*The exercise*. Pick up the story below about the backyard chickens and the twin boys, and keep it going after its last sentence.

*Document excerpt*.
* BEGIN *

Some of you may be aware that one of the reasons I’m called Chickenlady is because I used to live on a farm and have pet chickens. My chickens were a great source of amusement and also education….

I have twin boys who are now 9, but when they were a few years younger I got hold of some fertile eggs because one of my hens (Ethel) was broody. She duly sat on them and produced four cockerels and only two hens. The chicks were lovely but within a few weeks the young cocks had become just that and were harassing all of the hens…several times a day to the point that the favoured hens had no feathers on the tops of their heads and many of them had now got bloody scabs from the over enthusiastic males holding them with their beaks.

When your young children have seen hens being given a good seeing to on a regular basis sex education is pretty easy, or so I’d thought. The following conversation is etched on my memory…

Son #1 “Mummy, what is Hector [Hector was the biggest cockerel and therefore it was his house...] doing to all the hens?”

Me “He wants to give them chicks”

The kids were already well aware that hens lay eggs regardless of whether there’s a cockerel about or not (some adults are unaware of this, and more than once I’ve heard an egg referred to as a ‘Chicken abortion’ erm….no it’s unfertilised…and will never ever become a chick, you idiot).

Son #1“But how?”

Me“Ah…well….you know how you have a winkle?”

* END *

*Material provided*.
* BEGIN *

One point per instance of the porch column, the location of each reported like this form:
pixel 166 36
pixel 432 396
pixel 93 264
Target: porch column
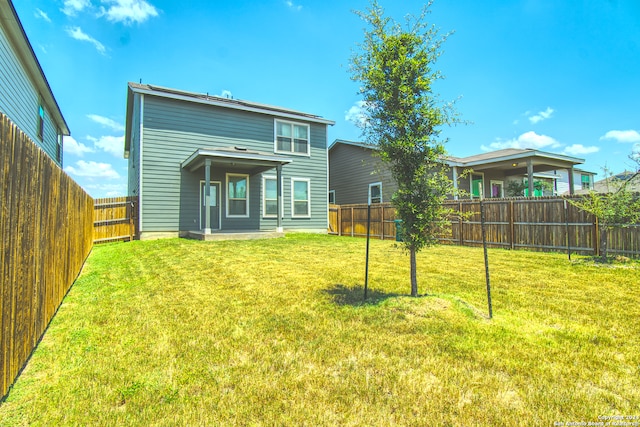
pixel 455 181
pixel 530 176
pixel 207 196
pixel 279 197
pixel 571 183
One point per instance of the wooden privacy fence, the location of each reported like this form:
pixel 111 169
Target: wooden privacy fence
pixel 46 229
pixel 115 219
pixel 529 223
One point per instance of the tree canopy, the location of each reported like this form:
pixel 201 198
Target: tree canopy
pixel 395 68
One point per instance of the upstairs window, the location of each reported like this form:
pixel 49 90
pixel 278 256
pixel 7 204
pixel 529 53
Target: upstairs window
pixel 375 193
pixel 292 138
pixel 40 122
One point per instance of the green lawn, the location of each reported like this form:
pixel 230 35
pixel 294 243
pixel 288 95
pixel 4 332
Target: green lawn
pixel 274 332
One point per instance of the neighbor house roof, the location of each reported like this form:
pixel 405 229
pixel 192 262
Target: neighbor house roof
pixel 509 158
pixel 16 34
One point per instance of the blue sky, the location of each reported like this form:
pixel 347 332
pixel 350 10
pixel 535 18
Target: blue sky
pixel 559 76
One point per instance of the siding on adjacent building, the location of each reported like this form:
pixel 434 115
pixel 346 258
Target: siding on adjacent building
pixel 172 130
pixel 19 97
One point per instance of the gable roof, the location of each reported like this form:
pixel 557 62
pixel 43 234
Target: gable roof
pixel 15 32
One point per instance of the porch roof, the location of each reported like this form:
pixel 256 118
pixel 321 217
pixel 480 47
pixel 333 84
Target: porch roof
pixel 240 157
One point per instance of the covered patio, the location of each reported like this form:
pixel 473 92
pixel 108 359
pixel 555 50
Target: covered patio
pixel 238 160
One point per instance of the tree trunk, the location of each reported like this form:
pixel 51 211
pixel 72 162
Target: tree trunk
pixel 414 278
pixel 603 243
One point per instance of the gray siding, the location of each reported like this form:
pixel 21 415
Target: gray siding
pixel 174 129
pixel 19 99
pixel 352 169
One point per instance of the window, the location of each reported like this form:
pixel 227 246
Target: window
pixel 375 193
pixel 497 188
pixel 300 198
pixel 292 138
pixel 237 195
pixel 332 197
pixel 40 122
pixel 269 196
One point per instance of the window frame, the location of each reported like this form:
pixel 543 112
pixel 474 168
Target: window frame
pixel 292 151
pixel 228 199
pixel 293 198
pixel 332 193
pixel 374 184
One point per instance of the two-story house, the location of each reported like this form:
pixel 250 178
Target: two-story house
pixel 25 95
pixel 203 165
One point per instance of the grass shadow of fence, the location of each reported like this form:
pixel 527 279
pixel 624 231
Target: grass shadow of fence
pixel 354 295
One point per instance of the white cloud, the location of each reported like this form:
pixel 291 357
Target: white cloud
pixel 622 135
pixel 292 5
pixel 107 190
pixel 72 7
pixel 356 114
pixel 92 169
pixel 78 34
pixel 111 144
pixel 105 121
pixel 40 14
pixel 579 149
pixel 526 140
pixel 542 115
pixel 128 11
pixel 71 146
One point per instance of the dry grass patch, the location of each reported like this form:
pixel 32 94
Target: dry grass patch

* END *

*Exercise answer*.
He nods, interested now (typical male…any mention of genitalia and they’re all ears…as it were…)

Me“Well…Hector has one too”

Son #1“Where?”

Me“Under his feathers. Anyway, he jumps on the hen’s back and he puts his winkle into the hen”

Son #1“Where?”

Me“Erm…where the eggs come out”

Son #1“UP HER BUM!!??”

Me“Yes…but it’s called a Vent in chickens”
(Can you tell I used to be a primary school teacher?)

*Boy thinks*

Son #1“Mummy….”

Me“Yes darling?”

Son #1 “Is that how people get babies?”

Me“Pretty much, yes, but they always ask first and they always should like each other a lot”

Son #1“So…Daddy…and you…..”

Me“Yes”

Boy looks slightly shocked…

Me“It’s alright you know, when you get older you’ll understand that it’s okay and nice too.”

Boy begins to cry…

Son #1“But Mummy….I’ll never be able to do that!”

At that point I’m afraid I had to stifle my giggles, gave him a hug, told him it would be okay, he *would* be able to do it and would want to do it, then I sent him outside to play.

Ten minutes later I went out to see what the kids were up to….and I see my son chasing the cockerel around the garden shouting at him, “You git! You didn’t ask her if she wanted chicks! Leave her alone!”
(, Fri 7 Dec 2007, 17:56, 8 replies)
hahaha
that is excellent! :D
(, Fri 7 Dec 2007, 18:02, closed)
Sheer Class
As my 3 year old boy is already showing a keen 'interest'....and I'm married to a primary school teacher...

Incidentally, poultry related topics do give you the chance to use the word 'cock' a lot in normal conversation. I find this strangely relaxing.
(, Fri 7 Dec 2007, 18:05, closed)
Yes, I get a lot of pleasure
from my pet cocks.
(, Fri 7 Dec 2007, 18:14, closed)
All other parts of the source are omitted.